_ASSIGNMENT_. Could you set down exactly the lines in the records below between the line holding "box: [122, 185, 450, 204]" and the line holding "0H0L2 64L40 13L59", inclusive?

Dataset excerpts
• • • • • • •

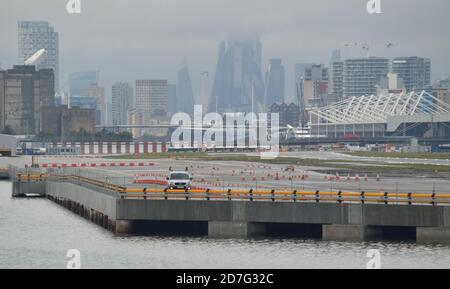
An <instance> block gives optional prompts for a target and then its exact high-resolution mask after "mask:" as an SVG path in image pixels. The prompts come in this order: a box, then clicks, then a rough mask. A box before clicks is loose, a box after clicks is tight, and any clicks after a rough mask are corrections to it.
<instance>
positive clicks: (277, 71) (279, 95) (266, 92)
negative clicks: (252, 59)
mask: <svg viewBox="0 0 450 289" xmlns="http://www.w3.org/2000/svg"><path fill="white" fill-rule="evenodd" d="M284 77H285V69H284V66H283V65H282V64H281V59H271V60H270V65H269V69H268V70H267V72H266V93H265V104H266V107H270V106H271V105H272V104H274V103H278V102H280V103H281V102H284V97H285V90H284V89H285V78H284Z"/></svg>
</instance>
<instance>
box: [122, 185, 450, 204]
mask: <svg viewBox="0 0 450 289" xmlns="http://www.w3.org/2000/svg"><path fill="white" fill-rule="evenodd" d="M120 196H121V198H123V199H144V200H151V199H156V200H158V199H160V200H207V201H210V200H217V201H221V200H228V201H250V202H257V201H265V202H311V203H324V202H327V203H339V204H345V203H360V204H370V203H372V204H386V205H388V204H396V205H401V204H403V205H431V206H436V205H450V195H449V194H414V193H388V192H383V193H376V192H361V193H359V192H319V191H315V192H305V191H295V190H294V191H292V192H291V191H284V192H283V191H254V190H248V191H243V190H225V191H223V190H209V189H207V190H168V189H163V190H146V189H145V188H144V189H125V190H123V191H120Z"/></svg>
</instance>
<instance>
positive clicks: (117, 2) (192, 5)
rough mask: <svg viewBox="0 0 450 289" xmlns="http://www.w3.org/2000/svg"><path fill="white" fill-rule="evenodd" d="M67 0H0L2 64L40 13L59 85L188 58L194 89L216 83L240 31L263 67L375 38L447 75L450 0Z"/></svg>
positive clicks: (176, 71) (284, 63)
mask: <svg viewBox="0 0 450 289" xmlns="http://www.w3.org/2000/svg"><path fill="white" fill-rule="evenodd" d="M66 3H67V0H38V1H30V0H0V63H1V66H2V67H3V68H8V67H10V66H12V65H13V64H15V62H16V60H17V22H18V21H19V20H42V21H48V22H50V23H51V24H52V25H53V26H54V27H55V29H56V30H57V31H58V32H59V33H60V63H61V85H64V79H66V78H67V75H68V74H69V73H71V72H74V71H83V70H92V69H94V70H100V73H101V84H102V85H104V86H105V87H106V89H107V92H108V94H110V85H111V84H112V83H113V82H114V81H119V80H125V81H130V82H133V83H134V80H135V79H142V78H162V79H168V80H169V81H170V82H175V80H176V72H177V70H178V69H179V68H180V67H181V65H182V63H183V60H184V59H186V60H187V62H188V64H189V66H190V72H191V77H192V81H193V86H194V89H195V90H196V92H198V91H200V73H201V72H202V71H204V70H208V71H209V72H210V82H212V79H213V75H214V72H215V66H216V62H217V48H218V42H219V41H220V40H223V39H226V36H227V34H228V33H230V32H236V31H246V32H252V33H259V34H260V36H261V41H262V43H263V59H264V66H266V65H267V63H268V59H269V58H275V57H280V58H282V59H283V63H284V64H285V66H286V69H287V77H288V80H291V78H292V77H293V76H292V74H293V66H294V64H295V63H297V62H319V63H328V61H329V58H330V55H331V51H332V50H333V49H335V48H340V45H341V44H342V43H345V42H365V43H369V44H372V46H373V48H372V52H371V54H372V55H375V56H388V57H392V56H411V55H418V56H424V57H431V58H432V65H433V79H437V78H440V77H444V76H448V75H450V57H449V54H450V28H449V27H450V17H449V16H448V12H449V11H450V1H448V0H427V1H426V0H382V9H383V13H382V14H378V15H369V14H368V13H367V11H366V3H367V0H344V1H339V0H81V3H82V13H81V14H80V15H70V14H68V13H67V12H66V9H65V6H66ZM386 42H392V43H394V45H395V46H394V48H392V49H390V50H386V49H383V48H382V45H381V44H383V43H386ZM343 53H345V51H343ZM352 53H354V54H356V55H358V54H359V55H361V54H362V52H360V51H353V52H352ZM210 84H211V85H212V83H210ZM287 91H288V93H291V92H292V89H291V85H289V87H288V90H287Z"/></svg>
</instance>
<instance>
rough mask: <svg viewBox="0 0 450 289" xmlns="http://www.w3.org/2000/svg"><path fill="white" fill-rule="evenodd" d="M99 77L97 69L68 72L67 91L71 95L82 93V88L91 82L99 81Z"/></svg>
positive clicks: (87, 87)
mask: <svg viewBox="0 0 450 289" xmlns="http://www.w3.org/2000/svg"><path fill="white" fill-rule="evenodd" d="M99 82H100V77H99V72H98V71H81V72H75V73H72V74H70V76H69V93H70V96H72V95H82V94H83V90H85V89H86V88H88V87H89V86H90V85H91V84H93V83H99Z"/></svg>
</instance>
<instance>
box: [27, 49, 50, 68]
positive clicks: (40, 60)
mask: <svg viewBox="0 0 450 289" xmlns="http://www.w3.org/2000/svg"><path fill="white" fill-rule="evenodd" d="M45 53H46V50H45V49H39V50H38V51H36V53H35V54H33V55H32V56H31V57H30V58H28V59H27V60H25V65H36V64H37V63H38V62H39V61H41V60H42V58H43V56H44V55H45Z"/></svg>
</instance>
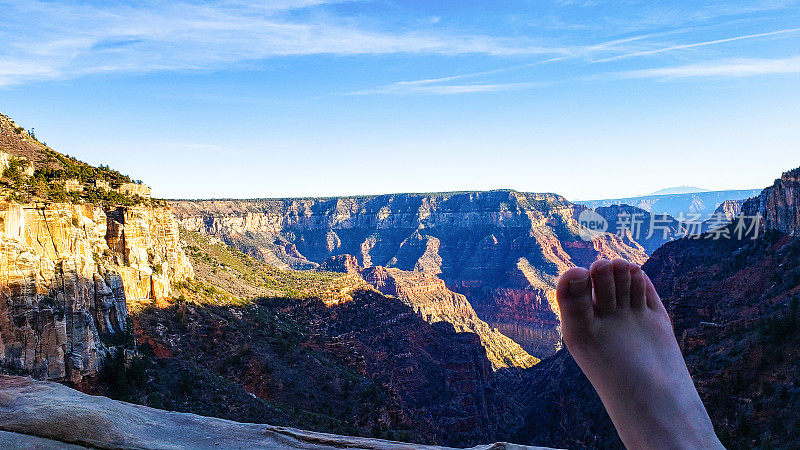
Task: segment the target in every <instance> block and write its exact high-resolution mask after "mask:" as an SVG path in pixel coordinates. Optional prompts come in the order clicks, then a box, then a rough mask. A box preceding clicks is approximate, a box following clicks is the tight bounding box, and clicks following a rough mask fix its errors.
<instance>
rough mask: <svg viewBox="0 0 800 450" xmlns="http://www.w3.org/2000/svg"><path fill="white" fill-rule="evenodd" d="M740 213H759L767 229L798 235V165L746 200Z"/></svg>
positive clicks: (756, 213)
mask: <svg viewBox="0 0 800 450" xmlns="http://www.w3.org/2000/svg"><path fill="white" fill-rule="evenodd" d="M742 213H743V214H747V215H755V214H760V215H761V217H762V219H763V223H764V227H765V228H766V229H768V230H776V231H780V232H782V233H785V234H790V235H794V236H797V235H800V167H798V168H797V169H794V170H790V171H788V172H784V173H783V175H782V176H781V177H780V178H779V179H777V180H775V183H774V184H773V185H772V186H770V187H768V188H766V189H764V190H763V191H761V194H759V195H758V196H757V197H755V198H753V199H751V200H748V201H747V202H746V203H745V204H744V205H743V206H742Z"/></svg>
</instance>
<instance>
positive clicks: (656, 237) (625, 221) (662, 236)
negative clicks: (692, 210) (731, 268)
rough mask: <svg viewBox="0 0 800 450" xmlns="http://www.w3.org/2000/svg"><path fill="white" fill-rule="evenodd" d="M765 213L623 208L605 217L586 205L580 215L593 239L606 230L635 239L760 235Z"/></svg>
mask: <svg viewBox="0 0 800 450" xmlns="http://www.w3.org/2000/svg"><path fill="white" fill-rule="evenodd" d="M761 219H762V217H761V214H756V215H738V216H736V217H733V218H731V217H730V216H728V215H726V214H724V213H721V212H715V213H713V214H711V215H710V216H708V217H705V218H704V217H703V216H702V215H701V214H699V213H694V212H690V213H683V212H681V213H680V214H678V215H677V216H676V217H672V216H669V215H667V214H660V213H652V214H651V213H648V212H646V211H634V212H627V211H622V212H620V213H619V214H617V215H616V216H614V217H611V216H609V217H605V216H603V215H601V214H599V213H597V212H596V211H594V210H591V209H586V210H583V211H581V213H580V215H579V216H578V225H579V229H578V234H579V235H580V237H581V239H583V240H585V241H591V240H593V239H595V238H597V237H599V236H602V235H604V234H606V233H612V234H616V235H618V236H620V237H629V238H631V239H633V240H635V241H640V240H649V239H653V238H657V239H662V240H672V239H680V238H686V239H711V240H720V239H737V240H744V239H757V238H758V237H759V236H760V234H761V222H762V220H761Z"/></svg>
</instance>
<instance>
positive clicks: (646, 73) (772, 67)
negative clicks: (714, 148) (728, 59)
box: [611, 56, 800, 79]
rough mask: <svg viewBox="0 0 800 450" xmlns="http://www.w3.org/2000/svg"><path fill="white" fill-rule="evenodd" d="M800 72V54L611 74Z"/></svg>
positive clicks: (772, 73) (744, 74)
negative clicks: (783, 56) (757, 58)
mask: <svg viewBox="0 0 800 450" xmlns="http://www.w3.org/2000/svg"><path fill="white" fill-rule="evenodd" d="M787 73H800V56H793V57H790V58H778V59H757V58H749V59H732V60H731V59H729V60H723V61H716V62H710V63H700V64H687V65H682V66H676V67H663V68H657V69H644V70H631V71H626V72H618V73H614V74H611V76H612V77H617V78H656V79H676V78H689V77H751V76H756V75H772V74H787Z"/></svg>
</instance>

• • • • • • •

_RESPONSE FOR THIS EXERCISE_.
box: [122, 185, 450, 204]
mask: <svg viewBox="0 0 450 289" xmlns="http://www.w3.org/2000/svg"><path fill="white" fill-rule="evenodd" d="M120 196H121V198H123V199H144V200H151V199H156V200H158V199H160V200H207V201H210V200H217V201H221V200H228V201H250V202H257V201H265V202H311V203H324V202H327V203H339V204H345V203H360V204H370V203H372V204H386V205H388V204H396V205H401V204H403V205H431V206H436V205H450V195H449V194H414V193H388V192H383V193H376V192H361V193H359V192H319V191H315V192H305V191H295V190H294V191H292V192H291V191H284V192H283V191H254V190H248V191H243V190H225V191H223V190H209V189H207V190H168V189H163V190H146V189H145V188H144V189H125V190H123V191H120Z"/></svg>
</instance>
<instance>
positive clicks: (117, 2) (192, 5)
rough mask: <svg viewBox="0 0 450 289" xmlns="http://www.w3.org/2000/svg"><path fill="white" fill-rule="evenodd" d="M67 0H0L2 64L40 13L59 85L188 58L194 89L216 83L240 31L263 67L375 38L447 75L450 0Z"/></svg>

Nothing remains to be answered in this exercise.